— Start Data listing —

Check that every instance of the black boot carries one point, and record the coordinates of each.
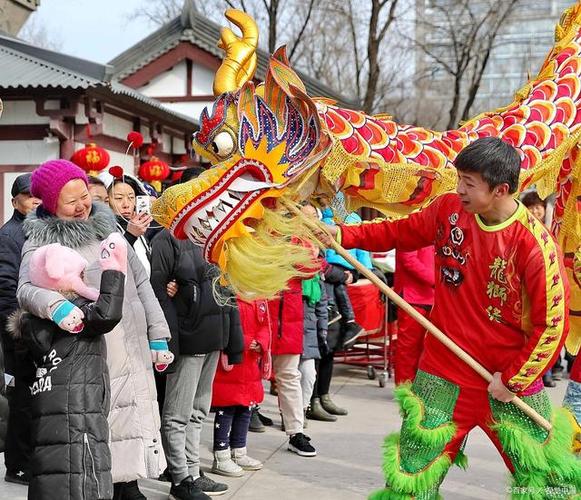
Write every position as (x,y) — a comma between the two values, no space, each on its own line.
(255,424)
(118,491)
(131,492)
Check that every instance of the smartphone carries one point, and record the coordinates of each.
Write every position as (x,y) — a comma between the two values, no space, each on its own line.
(142,205)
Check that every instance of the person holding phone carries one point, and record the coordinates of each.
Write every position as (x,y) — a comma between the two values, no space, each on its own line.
(123,193)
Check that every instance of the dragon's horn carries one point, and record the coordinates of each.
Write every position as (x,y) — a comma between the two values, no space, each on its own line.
(239,62)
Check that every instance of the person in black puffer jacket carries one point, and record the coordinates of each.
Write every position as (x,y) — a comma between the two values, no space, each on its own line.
(71,393)
(201,328)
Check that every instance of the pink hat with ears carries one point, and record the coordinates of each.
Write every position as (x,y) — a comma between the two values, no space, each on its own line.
(60,268)
(49,178)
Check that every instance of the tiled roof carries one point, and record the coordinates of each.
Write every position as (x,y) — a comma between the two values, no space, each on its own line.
(199,31)
(25,66)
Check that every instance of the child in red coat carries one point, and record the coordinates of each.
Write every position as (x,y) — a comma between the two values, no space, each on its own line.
(239,387)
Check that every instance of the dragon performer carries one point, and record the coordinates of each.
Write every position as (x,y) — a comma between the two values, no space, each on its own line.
(271,142)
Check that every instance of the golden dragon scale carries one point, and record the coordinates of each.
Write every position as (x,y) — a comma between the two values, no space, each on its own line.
(274,140)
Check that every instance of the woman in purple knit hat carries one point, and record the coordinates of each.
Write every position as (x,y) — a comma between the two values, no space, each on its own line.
(68,217)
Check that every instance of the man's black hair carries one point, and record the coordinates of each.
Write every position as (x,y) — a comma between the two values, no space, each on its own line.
(95,181)
(191,173)
(495,160)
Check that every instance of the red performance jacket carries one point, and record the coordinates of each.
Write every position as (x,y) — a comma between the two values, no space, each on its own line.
(501,292)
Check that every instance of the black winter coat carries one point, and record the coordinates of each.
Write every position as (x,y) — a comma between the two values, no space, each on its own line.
(11,242)
(198,324)
(71,398)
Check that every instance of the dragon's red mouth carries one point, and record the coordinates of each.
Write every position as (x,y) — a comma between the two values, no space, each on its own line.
(206,218)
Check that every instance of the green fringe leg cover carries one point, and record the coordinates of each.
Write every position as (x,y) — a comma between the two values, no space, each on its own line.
(414,464)
(544,465)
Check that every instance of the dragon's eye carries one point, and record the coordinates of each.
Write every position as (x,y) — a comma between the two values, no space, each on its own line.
(223,144)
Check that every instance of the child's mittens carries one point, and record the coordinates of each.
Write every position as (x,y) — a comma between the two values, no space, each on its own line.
(161,356)
(68,317)
(113,253)
(322,341)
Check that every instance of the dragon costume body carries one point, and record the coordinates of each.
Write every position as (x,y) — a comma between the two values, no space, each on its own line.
(272,141)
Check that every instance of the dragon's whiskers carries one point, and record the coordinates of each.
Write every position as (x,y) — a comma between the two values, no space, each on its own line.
(260,264)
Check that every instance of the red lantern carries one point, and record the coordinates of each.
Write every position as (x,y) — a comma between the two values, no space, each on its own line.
(91,158)
(154,171)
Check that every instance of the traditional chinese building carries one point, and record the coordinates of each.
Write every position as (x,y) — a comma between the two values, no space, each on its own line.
(54,104)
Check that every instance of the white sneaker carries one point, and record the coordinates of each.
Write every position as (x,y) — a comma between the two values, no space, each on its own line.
(240,457)
(224,465)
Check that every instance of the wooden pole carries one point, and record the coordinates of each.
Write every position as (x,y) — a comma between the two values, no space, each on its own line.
(319,227)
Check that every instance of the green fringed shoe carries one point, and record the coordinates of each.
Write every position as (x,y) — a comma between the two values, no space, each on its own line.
(545,466)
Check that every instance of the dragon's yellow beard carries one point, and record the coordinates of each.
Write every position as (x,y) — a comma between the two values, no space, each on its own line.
(259,265)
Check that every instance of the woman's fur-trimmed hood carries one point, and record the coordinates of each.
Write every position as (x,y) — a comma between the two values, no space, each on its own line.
(42,228)
(14,323)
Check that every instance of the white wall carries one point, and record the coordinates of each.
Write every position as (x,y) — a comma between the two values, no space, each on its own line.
(27,152)
(202,80)
(115,126)
(23,113)
(6,196)
(170,83)
(189,109)
(126,161)
(178,146)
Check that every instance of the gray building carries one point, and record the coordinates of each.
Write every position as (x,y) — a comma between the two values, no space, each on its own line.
(522,44)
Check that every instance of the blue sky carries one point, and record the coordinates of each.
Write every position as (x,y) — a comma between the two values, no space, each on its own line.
(97,30)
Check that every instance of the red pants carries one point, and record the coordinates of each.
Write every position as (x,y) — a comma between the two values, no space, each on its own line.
(576,370)
(473,410)
(409,346)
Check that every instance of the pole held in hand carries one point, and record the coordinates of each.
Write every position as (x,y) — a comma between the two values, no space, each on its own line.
(319,227)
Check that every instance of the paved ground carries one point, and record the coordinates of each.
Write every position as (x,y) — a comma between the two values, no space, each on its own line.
(349,454)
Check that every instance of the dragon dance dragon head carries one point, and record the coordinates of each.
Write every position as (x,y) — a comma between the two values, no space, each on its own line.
(272,141)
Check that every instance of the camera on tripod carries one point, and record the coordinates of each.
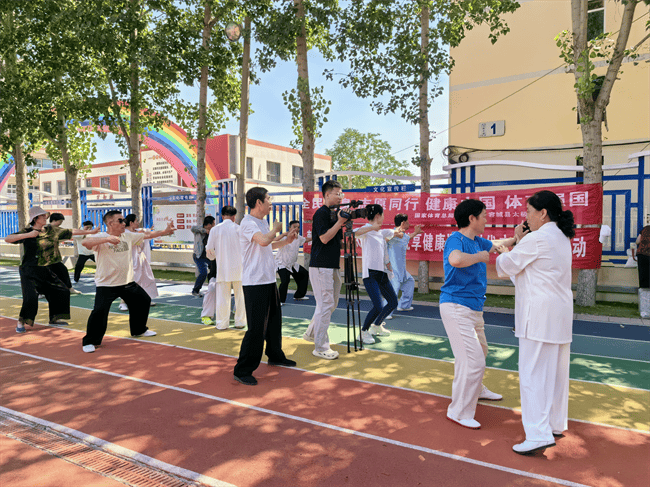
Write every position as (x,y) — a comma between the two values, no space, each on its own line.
(352,213)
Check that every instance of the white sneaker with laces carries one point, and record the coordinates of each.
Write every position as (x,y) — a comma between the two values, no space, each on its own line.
(379,330)
(488,395)
(467,423)
(367,338)
(148,333)
(528,447)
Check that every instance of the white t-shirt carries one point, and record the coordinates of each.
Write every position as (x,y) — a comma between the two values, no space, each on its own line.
(224,242)
(81,250)
(258,265)
(287,256)
(373,245)
(115,262)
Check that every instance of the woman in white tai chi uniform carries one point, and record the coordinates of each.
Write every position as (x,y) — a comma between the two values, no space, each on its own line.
(540,265)
(141,254)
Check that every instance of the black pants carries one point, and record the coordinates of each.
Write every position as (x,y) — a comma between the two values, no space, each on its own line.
(35,280)
(264,317)
(81,262)
(135,298)
(62,273)
(644,270)
(301,276)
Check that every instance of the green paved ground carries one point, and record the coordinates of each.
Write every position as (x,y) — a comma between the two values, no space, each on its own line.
(606,370)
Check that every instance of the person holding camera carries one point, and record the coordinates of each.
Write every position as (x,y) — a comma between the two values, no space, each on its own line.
(261,298)
(324,268)
(461,308)
(541,266)
(375,278)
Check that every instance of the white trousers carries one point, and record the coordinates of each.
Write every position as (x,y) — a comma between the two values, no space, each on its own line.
(466,331)
(216,302)
(326,284)
(544,388)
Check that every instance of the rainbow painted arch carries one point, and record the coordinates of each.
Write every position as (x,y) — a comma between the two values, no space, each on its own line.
(172,144)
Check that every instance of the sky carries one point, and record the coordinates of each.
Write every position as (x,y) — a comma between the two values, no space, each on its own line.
(271,120)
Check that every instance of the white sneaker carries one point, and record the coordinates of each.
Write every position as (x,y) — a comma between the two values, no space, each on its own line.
(488,395)
(379,330)
(327,354)
(528,447)
(367,338)
(148,333)
(467,423)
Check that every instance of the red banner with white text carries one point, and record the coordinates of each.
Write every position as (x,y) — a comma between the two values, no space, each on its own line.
(503,208)
(506,207)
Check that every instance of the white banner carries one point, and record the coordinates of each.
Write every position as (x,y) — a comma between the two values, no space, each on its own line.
(183,217)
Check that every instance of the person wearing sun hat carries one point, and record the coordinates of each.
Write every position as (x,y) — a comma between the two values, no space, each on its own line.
(35,277)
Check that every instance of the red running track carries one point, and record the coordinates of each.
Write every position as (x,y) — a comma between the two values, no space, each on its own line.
(297,438)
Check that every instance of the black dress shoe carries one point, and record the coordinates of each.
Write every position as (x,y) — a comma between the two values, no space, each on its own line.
(285,362)
(247,380)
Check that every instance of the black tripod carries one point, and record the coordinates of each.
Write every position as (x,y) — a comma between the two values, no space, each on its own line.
(351,284)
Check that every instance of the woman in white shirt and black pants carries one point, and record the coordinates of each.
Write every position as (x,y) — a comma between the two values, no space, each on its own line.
(375,279)
(541,268)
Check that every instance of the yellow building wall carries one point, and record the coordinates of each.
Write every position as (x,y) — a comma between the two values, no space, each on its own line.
(541,115)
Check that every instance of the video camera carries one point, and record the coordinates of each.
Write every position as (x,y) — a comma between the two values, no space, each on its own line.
(353,211)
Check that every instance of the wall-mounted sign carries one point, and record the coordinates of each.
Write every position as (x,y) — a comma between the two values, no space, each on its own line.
(492,129)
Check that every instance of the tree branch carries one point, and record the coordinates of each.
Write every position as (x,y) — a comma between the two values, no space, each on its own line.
(619,53)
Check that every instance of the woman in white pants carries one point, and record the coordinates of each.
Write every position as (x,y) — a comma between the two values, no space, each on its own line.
(540,265)
(141,254)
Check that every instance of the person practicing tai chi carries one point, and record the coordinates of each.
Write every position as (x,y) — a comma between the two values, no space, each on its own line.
(461,307)
(114,279)
(540,265)
(375,278)
(263,311)
(288,267)
(324,268)
(36,276)
(56,261)
(141,254)
(204,266)
(402,280)
(83,254)
(223,246)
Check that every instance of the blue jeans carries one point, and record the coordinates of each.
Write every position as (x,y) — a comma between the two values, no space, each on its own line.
(378,285)
(202,264)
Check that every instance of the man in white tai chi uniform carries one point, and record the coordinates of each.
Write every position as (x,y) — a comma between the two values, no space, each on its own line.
(224,247)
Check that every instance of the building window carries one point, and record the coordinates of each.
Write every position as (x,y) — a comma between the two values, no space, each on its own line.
(249,168)
(273,172)
(62,187)
(296,174)
(595,18)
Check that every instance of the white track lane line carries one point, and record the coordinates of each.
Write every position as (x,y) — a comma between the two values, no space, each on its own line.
(311,422)
(120,450)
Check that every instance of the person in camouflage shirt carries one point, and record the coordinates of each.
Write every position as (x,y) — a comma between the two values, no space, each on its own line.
(35,277)
(53,255)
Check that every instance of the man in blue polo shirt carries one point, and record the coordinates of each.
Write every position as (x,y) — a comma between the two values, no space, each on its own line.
(461,308)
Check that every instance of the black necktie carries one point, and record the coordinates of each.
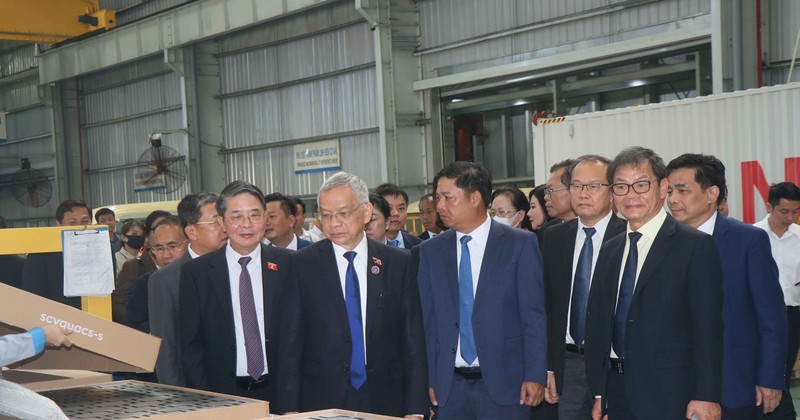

— End Data listing —

Directions for this task – Extract each line from the items above that contains the string "woman".

Result for this task –
Check that every instance of the woman in purple knit hat carries one point, and record the coordinates of each.
Check that every instance of the woman's fur-trimmed hood carries one point, and record the coordinates of each.
Check that every instance of the woman in white tai chi uniform carries one point, and record the coordinates of each.
Check that every instance of the woman in white shirt and black pants carries one point, and record the coordinates of each.
Check that every instance of the woman in white pants carries one point, and record the coordinates of each.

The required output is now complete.